• **Exercise data**:

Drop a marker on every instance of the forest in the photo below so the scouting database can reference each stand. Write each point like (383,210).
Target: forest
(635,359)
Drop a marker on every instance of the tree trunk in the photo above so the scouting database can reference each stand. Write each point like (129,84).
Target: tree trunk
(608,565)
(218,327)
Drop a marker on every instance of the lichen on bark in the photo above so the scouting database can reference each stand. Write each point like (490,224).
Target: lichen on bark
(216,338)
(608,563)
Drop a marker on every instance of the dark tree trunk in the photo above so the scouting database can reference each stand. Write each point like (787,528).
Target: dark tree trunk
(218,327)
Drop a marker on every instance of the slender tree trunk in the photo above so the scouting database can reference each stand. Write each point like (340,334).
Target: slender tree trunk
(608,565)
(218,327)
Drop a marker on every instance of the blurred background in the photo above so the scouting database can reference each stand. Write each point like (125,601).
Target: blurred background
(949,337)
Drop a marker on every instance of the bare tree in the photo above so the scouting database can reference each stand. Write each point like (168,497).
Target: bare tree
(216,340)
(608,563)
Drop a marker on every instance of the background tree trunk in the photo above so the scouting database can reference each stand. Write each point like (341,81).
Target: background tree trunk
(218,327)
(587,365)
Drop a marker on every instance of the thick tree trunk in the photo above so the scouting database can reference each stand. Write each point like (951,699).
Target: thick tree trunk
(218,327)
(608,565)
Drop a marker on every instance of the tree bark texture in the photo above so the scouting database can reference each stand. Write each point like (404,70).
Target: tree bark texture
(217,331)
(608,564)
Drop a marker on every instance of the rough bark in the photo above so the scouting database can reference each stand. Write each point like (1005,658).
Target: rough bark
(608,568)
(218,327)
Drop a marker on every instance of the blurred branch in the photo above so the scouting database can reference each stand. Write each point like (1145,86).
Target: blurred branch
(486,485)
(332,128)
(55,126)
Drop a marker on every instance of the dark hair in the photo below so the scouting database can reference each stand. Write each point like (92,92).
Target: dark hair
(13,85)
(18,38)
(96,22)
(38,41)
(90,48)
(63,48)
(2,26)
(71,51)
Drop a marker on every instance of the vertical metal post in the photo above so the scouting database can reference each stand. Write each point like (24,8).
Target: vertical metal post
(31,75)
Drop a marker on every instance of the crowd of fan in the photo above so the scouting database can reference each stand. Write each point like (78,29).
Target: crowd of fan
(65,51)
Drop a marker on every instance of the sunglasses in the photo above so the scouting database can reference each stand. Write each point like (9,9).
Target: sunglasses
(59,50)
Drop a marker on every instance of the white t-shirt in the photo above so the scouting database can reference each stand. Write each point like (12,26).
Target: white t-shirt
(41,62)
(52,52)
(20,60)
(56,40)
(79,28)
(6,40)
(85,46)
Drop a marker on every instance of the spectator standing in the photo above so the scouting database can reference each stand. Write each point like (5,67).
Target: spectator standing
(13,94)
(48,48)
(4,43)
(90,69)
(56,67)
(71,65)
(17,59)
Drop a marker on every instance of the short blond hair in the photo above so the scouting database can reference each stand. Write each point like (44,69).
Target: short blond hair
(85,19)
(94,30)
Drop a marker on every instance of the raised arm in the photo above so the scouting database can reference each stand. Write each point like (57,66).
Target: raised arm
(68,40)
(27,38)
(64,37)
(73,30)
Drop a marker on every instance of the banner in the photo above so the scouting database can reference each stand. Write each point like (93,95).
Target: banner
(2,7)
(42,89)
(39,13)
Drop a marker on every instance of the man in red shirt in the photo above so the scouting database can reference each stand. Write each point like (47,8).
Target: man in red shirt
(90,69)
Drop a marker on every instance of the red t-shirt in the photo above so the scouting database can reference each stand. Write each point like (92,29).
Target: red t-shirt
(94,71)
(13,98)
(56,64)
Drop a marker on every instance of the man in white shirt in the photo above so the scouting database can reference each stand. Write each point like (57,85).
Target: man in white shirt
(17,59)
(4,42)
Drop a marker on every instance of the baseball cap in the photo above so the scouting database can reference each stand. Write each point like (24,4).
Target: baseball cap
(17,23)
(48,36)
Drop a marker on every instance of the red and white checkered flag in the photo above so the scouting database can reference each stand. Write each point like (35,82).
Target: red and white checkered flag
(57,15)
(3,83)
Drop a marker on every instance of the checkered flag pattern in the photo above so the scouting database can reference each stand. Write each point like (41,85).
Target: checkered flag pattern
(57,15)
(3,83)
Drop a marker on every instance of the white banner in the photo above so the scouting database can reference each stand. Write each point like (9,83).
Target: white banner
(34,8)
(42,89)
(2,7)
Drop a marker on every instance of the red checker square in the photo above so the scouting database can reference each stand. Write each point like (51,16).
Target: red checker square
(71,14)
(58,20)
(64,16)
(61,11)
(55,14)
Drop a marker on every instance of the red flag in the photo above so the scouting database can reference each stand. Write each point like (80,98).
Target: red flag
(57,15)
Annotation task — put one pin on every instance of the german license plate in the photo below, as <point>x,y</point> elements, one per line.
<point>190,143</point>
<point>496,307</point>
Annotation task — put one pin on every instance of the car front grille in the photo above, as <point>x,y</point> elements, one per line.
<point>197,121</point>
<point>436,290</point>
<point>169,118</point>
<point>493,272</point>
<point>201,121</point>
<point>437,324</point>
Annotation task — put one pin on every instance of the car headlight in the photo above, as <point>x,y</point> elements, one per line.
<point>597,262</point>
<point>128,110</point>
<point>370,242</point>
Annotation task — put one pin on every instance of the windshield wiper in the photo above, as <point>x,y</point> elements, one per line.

• **What to produce**: Write all the records out again. Nothing may differ from the original.

• **Task output**:
Drop a marker on every instance of the forest in the photo below so the scouting database can reference each stand. Write each point like (383,210).
Target: forest
(635,359)
Drop a marker on every instance of the tree trunk in the photo above so the scouting database can reference each stand. Write each point like (129,84).
Target: tree trunk
(608,565)
(218,327)
Drop a marker on every instance of the lichen on bark in the photo above so the scouting database can reference each stand. Write each point like (490,224).
Target: lichen on bark
(216,338)
(608,563)
Drop a marker on every instance of the dark tree trunk in the photo above so the scouting database can reference each stand. Write each point like (787,528).
Target: dark tree trunk
(218,327)
Drop a marker on every instance of the slender tree trunk in the photo above so the scouting database can reference each stand. Write each point like (340,334).
Target: slender tree trunk
(608,565)
(218,327)
Drop a marker on every instance of the blurred background in the photo above so the scouting database can reference each stand. Write each point like (125,601).
Target: blurred background
(949,337)
Drop a marker on every instance of the bare tree in the photo above so the scouting database can reference each stand. Write each point like (168,497).
Target: bare tree
(216,340)
(608,563)
Drop a marker on every instance of the background tree trunk in the photo above so the scouting database can reference each stand. Write each point like (341,81).
Target: background tree trunk
(218,327)
(587,365)
Drop a marker on every instance of the thick tree trunk in the photo above so the scouting database can reference each stand. Write each point like (951,699).
Target: thick tree trunk
(218,327)
(608,565)
Drop a marker on every instance of the tree bark texture in the photo above so the scouting database can reference each stand. Write each point like (404,70).
Target: tree bark texture
(217,331)
(608,564)
Drop a marker on every instance of the rough bark in the photo above so the scouting database can reference each stand. Write each point like (1005,658).
Target: rough bark
(608,568)
(218,327)
Drop a marker on every instance of the blurred branch in the photo above so the scouting database can reference each stand. Write each point like (1145,86).
Target: blurred branch
(486,485)
(332,128)
(55,126)
Drop a marker on every instance of the dark hair in the photo below so the scouting database can reference each stand. Write each point like (92,92).
Target: dark hair
(13,85)
(18,38)
(96,22)
(38,41)
(90,48)
(63,48)
(2,26)
(71,51)
Drop a marker on every instance of the vertical metal post in the photo above so the scouting database can reference each stand. Write each point like (24,8).
Target: vertical metal post
(31,75)
Drop a marker on every instance of the crowd of fan in the photo above so the scouting database can reference each stand. Write each point like (78,29).
Target: crowd of fan
(65,51)
Drop a marker on every instance of the sunglasses in the photo above so the scouting database can reference each stand. Write each point like (9,9).
Target: sunglasses
(59,50)
Drop a marker on every instance of the white t-shirt in the photo above so the scouting database can reference each stand. Write each point like (12,26).
Target: white t-shirt
(41,62)
(52,52)
(20,60)
(56,40)
(79,28)
(6,40)
(85,46)
Drop a marker on every instance of the spectator standing in the photo above so the scouting database can reference each stand. Write each point like (5,67).
Target: spectator standing
(13,94)
(48,48)
(4,43)
(90,69)
(56,67)
(71,65)
(17,59)
Drop a marker on every instance of the short blond hair in the photo above so the scouting database can reference each stand. Write each point like (44,69).
Target: short blond hair
(85,19)
(94,30)
Drop a marker on every instance of the raised arm in the photo above so the scouting database can reference each stand. Write each point like (57,66).
Target: raised arm
(68,40)
(27,38)
(64,37)
(73,30)
Drop a marker on every instance of the banner in the photo above so the scouting database can reference each stand. Write each point like (93,95).
Target: banner
(2,7)
(42,89)
(39,13)
Drop a marker on every instance of the man in red shirt in the photo above so the scouting database can reference each stand. Write each point like (47,8).
Target: man in red shirt
(90,69)
Drop a marker on every instance of the red t-shirt in the photo above so the scouting database can reference each stand. Write each point like (92,29).
Target: red t-shirt
(94,71)
(13,98)
(56,64)
Drop a marker on every instance of the man in white shirt in the photo above so the scouting database can reference each stand. Write each point like (57,85).
Target: man in white shirt
(17,59)
(4,42)
Drop a marker on every instance of the baseball cap in the photo above so the scouting database can reference each stand. Write each point like (24,4).
Target: baseball cap
(17,23)
(48,36)
Drop a marker on every instance of the red and white checkered flag in the photo above so the scouting database can reference each stand. Write each point like (35,82).
Target: red and white checkered flag
(57,15)
(3,83)
Drop a marker on every instance of the checkered flag pattern in the photo above so the scouting database can reference each stand. Write each point like (41,85).
Target: checkered flag pattern
(57,15)
(3,83)
Drop a marker on every instance of the white banner in the photo above so the scouting database can reference each stand. Write each point like (9,83).
Target: white banner
(34,8)
(42,89)
(2,7)
Drop a marker on every instance of the red checker square in the photo above so the scouting database can reference each stand. Write each point like (51,16).
Target: red checker square
(71,14)
(58,20)
(64,16)
(61,11)
(55,14)
Drop a marker on every instance of the red flag in the photo above so the scouting database can reference each stand. Write each point like (80,98).
Target: red flag
(57,15)
Annotation task — put one pin on every instance of the german license plate in the photo below, as <point>x,y</point> elements, one per line.
<point>190,143</point>
<point>496,307</point>
Annotation task — put one pin on every instance of the car front grille in the photo above, as <point>x,y</point> elements, one per line.
<point>197,121</point>
<point>436,290</point>
<point>169,118</point>
<point>493,272</point>
<point>201,121</point>
<point>437,324</point>
Annotation task — put one pin on every instance of the car headlight in the photo above, as <point>x,y</point> elements, one per line.
<point>597,262</point>
<point>128,110</point>
<point>370,242</point>
Annotation task — put one pin on every instance of the windshield wiper in the photo above, as <point>x,y</point> elements, one per line.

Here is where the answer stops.